Next, we will build a real-time pipeline with Python, Kafka, and the cloud. You can also refer to the following guide as another example.

Building Real-Time Data Pipelines

A basic real-time pipeline with Kafka has two main components: a producer that publishes messages to Kafka and a consumer that subscribes to topics and processes the messages.

The architecture follows this flow:

Architectural flow

We will use the Confluent Kafka Python client library for simplicity.

1. Python Producer

The producer application gathers data from sources and publishes it to Kafka topics. As an example, let's say we have a Python service collecting user clickstream events from a web application.

In a web application, when a user acts like a page view or product rating, we can capture these events and send them to Kafka.

We can abstract the implementation details of how the web app collects the data.

Python
 
from confluent_kafka import Producer
import json

# User event data
event = {
   "timestamp": "2022-01-01T12:22:25",  
   "userid": "user123",
   "page": "/product123", 
   "action": "view"
}

# Convert to JSON
event_json = json.dumps(event)

# Kafka producer configuration 
conf = {
    'bootstrap.servers': 'my_kafka_cluster-xyz.cloud.provider.com:9092',
    'client.id': 'clickstream-producer' 
}

# Create producer instance
producer = Producer(conf)

# Publish event    
producer.produce(topic='clickstream', value=event_json)

# Flush and close producer
producer.flush()
producer.close()


This publishes the event to the clickstream topic on our cloud-hosted Kafka cluster.

The confluent_kafka Python client uses an internal buffer to batch messages before sending them to Kafka. This improves efficiency compared to sending each message individually.

By default, messages are accumulated in the buffer until either:

  1. The buffer size limit is reached (default 32 MB).
  2. The flush() method is called.

When flush() is called, any messages in the buffer are immediately sent to the Kafka broker.

If we did not call flush(), and instead relied on the buffer size limit, there would be a risk of losing events in the event of a failure before the next auto-flush. Calling flush() gives us greater control to minimize potential message loss.

However, calling flush() after every production introduces additional overhead. Finding the right buffering configuration depends on our specific reliability needs and throughput requirements.

We can keep adding events as they occur to build a live stream. This gives downstream data consumers a continual feed of events.

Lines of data

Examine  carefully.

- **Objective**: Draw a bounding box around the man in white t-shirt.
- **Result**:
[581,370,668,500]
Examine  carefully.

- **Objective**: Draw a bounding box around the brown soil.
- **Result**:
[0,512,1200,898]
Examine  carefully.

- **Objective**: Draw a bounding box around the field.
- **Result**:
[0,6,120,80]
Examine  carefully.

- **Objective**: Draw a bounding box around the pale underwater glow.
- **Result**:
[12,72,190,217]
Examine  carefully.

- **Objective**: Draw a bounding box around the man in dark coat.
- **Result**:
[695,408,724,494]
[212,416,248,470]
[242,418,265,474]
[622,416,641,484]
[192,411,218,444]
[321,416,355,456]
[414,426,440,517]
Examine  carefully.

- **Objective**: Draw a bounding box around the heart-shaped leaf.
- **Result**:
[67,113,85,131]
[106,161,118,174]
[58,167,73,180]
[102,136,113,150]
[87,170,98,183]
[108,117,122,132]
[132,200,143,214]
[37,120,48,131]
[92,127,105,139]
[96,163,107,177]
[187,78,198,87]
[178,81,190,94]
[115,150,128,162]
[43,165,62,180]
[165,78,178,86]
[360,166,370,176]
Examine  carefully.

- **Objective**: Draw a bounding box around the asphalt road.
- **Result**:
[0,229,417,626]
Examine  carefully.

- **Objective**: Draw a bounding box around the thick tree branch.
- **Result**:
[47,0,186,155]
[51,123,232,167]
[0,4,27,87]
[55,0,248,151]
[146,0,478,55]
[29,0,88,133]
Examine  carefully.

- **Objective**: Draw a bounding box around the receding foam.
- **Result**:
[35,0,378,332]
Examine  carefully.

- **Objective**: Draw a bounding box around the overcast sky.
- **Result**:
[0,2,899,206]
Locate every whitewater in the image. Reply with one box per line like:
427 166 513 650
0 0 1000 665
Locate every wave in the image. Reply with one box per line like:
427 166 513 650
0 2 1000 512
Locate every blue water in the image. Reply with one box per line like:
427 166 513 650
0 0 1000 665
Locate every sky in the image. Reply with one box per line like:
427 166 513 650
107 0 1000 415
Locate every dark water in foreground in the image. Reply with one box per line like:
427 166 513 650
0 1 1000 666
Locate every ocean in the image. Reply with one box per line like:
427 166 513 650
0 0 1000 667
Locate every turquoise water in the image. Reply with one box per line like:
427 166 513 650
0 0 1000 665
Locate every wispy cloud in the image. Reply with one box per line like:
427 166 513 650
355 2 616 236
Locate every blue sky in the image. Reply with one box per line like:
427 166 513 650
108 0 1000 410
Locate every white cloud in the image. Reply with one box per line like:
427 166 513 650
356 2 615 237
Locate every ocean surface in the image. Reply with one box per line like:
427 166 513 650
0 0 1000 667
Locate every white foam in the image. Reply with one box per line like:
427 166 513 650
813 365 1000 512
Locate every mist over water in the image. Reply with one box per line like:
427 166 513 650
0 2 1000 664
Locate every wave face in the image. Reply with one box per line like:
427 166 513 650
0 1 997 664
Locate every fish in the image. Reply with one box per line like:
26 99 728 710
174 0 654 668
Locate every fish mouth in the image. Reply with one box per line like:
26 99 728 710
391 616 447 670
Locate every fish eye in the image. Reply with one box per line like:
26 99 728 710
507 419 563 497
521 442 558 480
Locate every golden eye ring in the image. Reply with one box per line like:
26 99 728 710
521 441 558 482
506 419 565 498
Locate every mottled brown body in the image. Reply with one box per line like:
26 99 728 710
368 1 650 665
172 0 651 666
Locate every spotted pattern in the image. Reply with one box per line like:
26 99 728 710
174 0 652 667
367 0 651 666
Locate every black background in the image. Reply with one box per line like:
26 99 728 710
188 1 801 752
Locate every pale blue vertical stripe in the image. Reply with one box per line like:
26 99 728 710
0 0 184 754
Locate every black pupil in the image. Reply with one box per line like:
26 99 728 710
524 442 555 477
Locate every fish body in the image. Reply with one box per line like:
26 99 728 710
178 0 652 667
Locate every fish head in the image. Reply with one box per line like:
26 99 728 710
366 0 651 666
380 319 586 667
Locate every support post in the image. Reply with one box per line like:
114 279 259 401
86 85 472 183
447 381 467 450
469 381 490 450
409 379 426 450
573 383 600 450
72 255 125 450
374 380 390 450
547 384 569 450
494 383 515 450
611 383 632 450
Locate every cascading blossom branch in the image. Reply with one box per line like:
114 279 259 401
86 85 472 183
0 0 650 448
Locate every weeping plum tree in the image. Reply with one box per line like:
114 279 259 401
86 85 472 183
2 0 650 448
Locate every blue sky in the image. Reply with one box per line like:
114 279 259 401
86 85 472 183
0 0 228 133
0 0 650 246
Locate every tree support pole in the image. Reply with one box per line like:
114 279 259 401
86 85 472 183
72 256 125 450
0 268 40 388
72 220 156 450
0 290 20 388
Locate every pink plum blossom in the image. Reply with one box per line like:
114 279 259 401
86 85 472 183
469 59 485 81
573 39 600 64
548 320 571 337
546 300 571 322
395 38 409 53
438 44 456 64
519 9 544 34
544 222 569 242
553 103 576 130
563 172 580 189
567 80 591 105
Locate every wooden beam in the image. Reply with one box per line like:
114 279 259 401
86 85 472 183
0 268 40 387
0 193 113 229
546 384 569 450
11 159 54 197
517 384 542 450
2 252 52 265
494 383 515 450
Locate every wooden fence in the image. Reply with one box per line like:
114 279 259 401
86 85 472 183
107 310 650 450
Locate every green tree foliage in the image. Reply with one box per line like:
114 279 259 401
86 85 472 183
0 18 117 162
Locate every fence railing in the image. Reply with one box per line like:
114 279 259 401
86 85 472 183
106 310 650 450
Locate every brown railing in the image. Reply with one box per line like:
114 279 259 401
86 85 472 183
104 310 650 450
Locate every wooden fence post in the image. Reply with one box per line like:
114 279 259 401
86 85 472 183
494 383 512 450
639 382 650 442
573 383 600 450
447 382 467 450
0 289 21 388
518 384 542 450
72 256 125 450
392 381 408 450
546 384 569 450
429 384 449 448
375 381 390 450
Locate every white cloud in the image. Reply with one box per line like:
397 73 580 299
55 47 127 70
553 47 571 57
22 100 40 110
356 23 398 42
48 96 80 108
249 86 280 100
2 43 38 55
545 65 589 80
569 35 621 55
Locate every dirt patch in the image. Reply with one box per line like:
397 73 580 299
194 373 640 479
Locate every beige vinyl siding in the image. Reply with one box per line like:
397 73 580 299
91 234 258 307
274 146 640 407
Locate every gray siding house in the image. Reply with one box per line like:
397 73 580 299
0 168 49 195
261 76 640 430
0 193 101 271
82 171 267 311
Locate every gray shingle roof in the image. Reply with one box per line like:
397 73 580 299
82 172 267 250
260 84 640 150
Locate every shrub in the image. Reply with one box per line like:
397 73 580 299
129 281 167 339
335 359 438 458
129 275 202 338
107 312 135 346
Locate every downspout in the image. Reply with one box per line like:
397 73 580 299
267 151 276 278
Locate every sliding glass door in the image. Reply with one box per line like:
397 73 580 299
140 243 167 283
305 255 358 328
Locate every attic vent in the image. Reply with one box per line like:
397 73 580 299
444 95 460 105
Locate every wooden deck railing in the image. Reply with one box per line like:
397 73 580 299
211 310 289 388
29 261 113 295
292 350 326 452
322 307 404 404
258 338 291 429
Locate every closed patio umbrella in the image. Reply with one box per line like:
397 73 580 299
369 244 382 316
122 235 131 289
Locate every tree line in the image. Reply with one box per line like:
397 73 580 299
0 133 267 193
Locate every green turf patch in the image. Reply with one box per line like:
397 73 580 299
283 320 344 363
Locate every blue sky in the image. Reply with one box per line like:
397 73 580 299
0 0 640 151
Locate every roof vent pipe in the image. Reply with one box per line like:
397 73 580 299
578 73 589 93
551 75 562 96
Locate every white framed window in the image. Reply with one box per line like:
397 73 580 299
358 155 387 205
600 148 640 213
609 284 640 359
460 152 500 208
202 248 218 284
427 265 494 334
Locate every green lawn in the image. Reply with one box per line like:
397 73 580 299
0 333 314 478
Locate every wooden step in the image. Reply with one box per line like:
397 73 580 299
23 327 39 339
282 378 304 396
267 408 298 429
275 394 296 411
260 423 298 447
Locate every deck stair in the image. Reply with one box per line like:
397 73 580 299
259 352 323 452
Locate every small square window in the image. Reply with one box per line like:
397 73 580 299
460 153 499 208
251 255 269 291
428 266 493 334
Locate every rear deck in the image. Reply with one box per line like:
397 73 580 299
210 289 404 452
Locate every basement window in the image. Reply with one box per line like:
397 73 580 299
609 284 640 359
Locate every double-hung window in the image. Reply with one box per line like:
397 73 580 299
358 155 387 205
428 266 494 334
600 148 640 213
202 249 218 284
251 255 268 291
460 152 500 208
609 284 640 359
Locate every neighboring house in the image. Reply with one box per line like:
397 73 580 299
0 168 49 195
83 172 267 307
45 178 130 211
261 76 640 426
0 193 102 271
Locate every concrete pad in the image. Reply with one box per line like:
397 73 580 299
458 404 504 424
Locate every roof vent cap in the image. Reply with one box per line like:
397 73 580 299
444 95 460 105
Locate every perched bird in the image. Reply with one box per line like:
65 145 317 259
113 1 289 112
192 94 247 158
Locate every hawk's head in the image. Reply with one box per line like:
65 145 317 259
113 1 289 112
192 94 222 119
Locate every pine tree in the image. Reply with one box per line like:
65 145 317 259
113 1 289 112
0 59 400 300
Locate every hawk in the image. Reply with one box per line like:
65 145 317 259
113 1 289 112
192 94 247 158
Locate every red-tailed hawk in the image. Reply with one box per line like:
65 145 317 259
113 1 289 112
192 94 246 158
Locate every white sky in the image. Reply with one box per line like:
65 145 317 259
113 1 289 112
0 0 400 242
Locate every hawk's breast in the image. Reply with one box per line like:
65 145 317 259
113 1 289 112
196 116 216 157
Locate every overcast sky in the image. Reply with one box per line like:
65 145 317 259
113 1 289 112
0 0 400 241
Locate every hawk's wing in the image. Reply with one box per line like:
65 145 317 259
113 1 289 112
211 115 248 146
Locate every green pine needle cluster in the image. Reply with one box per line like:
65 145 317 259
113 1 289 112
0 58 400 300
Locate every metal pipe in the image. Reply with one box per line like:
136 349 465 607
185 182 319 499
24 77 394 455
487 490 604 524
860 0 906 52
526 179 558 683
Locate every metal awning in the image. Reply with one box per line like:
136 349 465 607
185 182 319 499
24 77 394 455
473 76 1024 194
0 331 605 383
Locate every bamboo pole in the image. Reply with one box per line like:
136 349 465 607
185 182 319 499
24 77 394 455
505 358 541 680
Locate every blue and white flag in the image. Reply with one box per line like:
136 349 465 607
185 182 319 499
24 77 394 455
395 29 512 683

**Requirements:**
1 > Name every key in the user event dictionary defined in the Kafka tutorial's producer code.
2 > In the Kafka tutorial, shorten the paragraph that begins "The confluent_kafka Python client uses an internal buffer" to a single sentence.
3 > Please carry the Kafka tutorial forward from its last sentence.

**Exercise answers:**
1 > timestamp, userid, page, action

2 > The confluent_kafka Python client batches messages in an internal buffer before sending them to Kafka, which is more efficient than sending each message on its own.

3 >
2. Python Consumer

Next, we have a consumer application to ingest events from Kafka and process them.

For example, we may want to parse events, filter for a certain subtype, and validate schema.

Python
 
from confluent_kafka import Consumer
import json

# Kafka consumer configuration
conf = {'bootstrap.servers': 'my_kafka_cluster-xyz.cloud.provider.com:9092',
        'group.id': 'clickstream-processor',
        'auto.offset.reset': 'earliest'}

# Create consumer instance       
consumer = Consumer(conf)

# Subscribe to 'clickstream' topic
consumer.subscribe(['clickstream'])

# Poll Kafka for messages infinitely 
while True:
    msg = consumer.poll(1.0)
    if msg is None:
        continue
    
    # Parse JSON from message value
    event = json.loads(msg.value())
    
    # Process event based on business logic
    if event['action'] == 'view':
        print('User viewed product page')
        
    elif event['action'] == 'rating':
        # Validate rating, insert to DB etc
	  pass
    
    print(event) # Print event 
    
# Close consumer
consumer.close()


This polls the clickstream topic for new messages, consumes them, and takes action based on the event type - prints, updates database, etc.

For a simple pipeline, this works well. But what if we get 100x more events per second? The consumer will not be able to keep up. This is where a tool like PySpark helps scale out processing.

3. Scaling With PySpark

PySpark provides a Python API for Apache Spark, a distributed computing framework optimized for large-scale data processing.

With PySpark, we can leverage Spark's in-memory computing and parallel execution to consume Kafka streams faster.

First, we load Kafka data into a DataFrame, which can be manipulated using Spark SQL or Python.

Python
 
from pyspark.sql import SparkSession

# Initialize Spark session
spark = SparkSession.builder \
           .appName('clickstream-consumer') \
           .getOrCreate()
           
# Read stream from Kafka 'clickstream'         
df = spark.readStream \
           .format("kafka") \
           .option("kafka.bootstrap.servers", "broker1:9092,broker2:9092") \
           .option("subscribe", "clickstream") \
           .load()

# Parse JSON from value
df = df.selectExpr("CAST(value AS STRING)")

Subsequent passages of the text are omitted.